-- begin Records to use --
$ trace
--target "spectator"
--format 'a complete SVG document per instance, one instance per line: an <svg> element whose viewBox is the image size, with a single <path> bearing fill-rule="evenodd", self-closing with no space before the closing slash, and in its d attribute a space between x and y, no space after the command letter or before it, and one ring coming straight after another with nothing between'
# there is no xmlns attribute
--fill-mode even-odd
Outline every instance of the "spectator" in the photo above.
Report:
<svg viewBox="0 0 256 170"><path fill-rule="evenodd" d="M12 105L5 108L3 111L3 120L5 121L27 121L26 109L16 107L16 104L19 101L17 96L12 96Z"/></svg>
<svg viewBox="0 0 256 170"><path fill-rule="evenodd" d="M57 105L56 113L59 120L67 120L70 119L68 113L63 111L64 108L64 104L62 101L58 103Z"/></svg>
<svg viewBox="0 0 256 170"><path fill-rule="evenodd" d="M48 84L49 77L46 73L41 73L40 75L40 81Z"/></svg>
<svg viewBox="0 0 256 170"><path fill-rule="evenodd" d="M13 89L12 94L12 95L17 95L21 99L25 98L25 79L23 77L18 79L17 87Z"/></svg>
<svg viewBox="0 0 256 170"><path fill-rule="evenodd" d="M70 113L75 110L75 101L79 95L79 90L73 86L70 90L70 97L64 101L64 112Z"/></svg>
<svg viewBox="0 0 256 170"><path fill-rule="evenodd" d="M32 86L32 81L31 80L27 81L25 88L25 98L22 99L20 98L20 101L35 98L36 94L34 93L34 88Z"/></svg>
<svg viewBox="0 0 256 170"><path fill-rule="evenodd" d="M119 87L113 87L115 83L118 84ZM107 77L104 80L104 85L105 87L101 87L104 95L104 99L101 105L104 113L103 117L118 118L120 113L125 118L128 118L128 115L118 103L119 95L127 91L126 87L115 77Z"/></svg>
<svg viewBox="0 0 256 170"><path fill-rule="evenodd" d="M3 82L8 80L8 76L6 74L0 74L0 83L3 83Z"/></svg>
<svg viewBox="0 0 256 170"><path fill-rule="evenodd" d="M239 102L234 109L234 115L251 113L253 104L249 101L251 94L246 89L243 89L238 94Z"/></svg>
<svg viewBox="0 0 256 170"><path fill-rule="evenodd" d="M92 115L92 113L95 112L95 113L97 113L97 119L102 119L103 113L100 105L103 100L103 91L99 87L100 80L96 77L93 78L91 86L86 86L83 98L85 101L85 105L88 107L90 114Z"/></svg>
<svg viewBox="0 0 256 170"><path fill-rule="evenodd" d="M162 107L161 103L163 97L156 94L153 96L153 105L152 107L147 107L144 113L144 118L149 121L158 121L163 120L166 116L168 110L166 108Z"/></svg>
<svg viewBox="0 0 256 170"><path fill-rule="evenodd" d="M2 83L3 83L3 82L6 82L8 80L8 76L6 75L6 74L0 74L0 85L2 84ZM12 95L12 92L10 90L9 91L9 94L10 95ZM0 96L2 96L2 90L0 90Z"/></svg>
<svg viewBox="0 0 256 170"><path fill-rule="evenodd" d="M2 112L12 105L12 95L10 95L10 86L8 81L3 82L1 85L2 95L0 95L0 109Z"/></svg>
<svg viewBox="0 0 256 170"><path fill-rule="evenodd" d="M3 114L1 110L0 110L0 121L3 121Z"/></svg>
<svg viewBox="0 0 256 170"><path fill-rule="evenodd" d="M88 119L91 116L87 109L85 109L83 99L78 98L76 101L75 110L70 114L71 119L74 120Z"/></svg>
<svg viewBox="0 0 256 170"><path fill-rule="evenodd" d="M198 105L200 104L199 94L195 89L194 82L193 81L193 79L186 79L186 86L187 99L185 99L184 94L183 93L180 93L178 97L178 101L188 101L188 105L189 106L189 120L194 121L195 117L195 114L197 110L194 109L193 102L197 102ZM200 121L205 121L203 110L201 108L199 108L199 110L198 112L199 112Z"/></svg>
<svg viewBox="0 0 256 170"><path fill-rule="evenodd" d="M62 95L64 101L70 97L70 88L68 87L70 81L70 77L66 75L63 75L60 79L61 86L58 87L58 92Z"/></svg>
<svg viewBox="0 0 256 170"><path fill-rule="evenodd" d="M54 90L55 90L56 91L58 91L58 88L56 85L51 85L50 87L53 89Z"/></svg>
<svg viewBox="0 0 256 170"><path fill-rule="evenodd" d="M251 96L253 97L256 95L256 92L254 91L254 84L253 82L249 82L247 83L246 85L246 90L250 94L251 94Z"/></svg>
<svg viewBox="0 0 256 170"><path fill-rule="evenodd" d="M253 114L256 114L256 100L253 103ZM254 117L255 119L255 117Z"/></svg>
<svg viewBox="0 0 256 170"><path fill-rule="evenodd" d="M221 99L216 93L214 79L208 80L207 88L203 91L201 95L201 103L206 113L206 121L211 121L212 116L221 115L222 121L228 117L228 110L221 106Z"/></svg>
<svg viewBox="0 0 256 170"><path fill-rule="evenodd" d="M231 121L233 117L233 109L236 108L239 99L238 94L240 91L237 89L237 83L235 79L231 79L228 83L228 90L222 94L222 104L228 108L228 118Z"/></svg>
-- end Records to use --
**What needs to be done**
Reproduce the data above with every occurrence of "spectator" swapped for "onlooker" and nothing else altered.

**Expected output**
$ trace
--target "onlooker"
--format 'a complete SVG document per instance, one instance per line: an <svg> element whose viewBox is the image size, with a single <path> bearing fill-rule="evenodd", self-closing with no space before the closing slash, and in its d attribute a space between x and y, no space after the command letter or before it, and one ring coming straight after another with nothing between'
# there is no xmlns attribute
--fill-mode even-odd
Outline every instance of the "onlooker" in the photo above.
Report:
<svg viewBox="0 0 256 170"><path fill-rule="evenodd" d="M12 105L5 108L3 111L3 120L5 121L27 121L26 109L16 107L16 104L19 101L17 96L12 96Z"/></svg>
<svg viewBox="0 0 256 170"><path fill-rule="evenodd" d="M57 105L56 113L59 120L67 120L70 119L68 113L63 111L64 108L64 104L62 101L58 103Z"/></svg>
<svg viewBox="0 0 256 170"><path fill-rule="evenodd" d="M48 84L49 77L46 73L41 73L40 75L40 81Z"/></svg>
<svg viewBox="0 0 256 170"><path fill-rule="evenodd" d="M13 89L12 94L12 95L17 95L21 99L25 98L25 79L23 77L18 79L17 87Z"/></svg>
<svg viewBox="0 0 256 170"><path fill-rule="evenodd" d="M70 113L75 110L75 101L79 95L79 90L73 86L70 90L70 97L64 101L64 112Z"/></svg>
<svg viewBox="0 0 256 170"><path fill-rule="evenodd" d="M32 86L32 81L31 80L27 81L25 88L25 98L22 99L20 98L20 101L35 98L36 94L34 93L34 88Z"/></svg>
<svg viewBox="0 0 256 170"><path fill-rule="evenodd" d="M119 87L113 87L115 83L118 84ZM107 77L104 80L104 85L105 87L101 87L104 95L104 99L101 105L104 113L103 117L118 118L120 113L125 118L128 118L128 115L118 103L119 95L127 91L126 87L115 77Z"/></svg>
<svg viewBox="0 0 256 170"><path fill-rule="evenodd" d="M3 82L8 80L8 76L6 74L0 74L0 83L3 83Z"/></svg>
<svg viewBox="0 0 256 170"><path fill-rule="evenodd" d="M239 102L234 109L234 115L251 113L253 104L249 101L251 94L246 89L243 89L238 94Z"/></svg>
<svg viewBox="0 0 256 170"><path fill-rule="evenodd" d="M92 115L92 113L95 112L95 113L97 113L97 119L102 119L103 113L100 105L103 100L103 91L99 87L100 80L96 77L93 78L91 86L86 86L83 98L85 101L85 105L88 107L90 114Z"/></svg>
<svg viewBox="0 0 256 170"><path fill-rule="evenodd" d="M162 107L161 103L163 97L156 94L153 96L153 105L152 107L147 107L144 113L144 118L149 121L158 121L163 120L166 116L168 110L166 108Z"/></svg>
<svg viewBox="0 0 256 170"><path fill-rule="evenodd" d="M2 83L3 83L3 82L6 82L8 80L8 76L6 75L6 74L0 74L0 85L2 84ZM12 95L12 92L10 90L9 91L9 94L10 95ZM0 96L2 96L2 90L0 90Z"/></svg>
<svg viewBox="0 0 256 170"><path fill-rule="evenodd" d="M2 112L12 105L12 95L10 95L10 86L8 81L3 82L1 85L2 95L0 95L0 109Z"/></svg>
<svg viewBox="0 0 256 170"><path fill-rule="evenodd" d="M3 114L1 110L0 110L0 121L3 121Z"/></svg>
<svg viewBox="0 0 256 170"><path fill-rule="evenodd" d="M88 119L91 116L87 109L85 109L83 99L78 98L76 101L75 110L70 114L71 119L74 120Z"/></svg>
<svg viewBox="0 0 256 170"><path fill-rule="evenodd" d="M198 105L200 104L199 94L195 89L194 82L193 81L193 79L186 79L186 86L187 99L185 99L184 94L183 93L180 93L178 97L178 101L188 101L188 105L189 106L189 120L194 121L195 117L195 114L197 110L194 109L193 102L197 102ZM200 121L205 121L203 110L201 108L199 108L199 110L198 112L199 112Z"/></svg>
<svg viewBox="0 0 256 170"><path fill-rule="evenodd" d="M62 95L64 101L70 97L70 88L68 87L70 81L70 77L66 75L63 75L60 79L61 86L58 87L58 92Z"/></svg>
<svg viewBox="0 0 256 170"><path fill-rule="evenodd" d="M54 90L55 90L56 91L58 91L58 88L56 85L51 85L50 87L53 89Z"/></svg>
<svg viewBox="0 0 256 170"><path fill-rule="evenodd" d="M251 96L253 97L256 95L256 92L254 91L254 84L253 82L249 82L247 83L246 85L246 90L250 94L251 94Z"/></svg>
<svg viewBox="0 0 256 170"><path fill-rule="evenodd" d="M253 114L256 114L256 100L253 103ZM254 117L255 119L255 117Z"/></svg>
<svg viewBox="0 0 256 170"><path fill-rule="evenodd" d="M221 99L216 93L214 79L208 80L207 88L203 91L201 95L201 103L206 113L206 121L211 121L212 116L221 115L222 121L228 117L228 110L221 106Z"/></svg>
<svg viewBox="0 0 256 170"><path fill-rule="evenodd" d="M231 121L233 117L233 109L236 108L239 99L238 94L240 91L237 89L237 83L235 79L231 79L228 83L228 90L222 94L222 104L228 108L228 118Z"/></svg>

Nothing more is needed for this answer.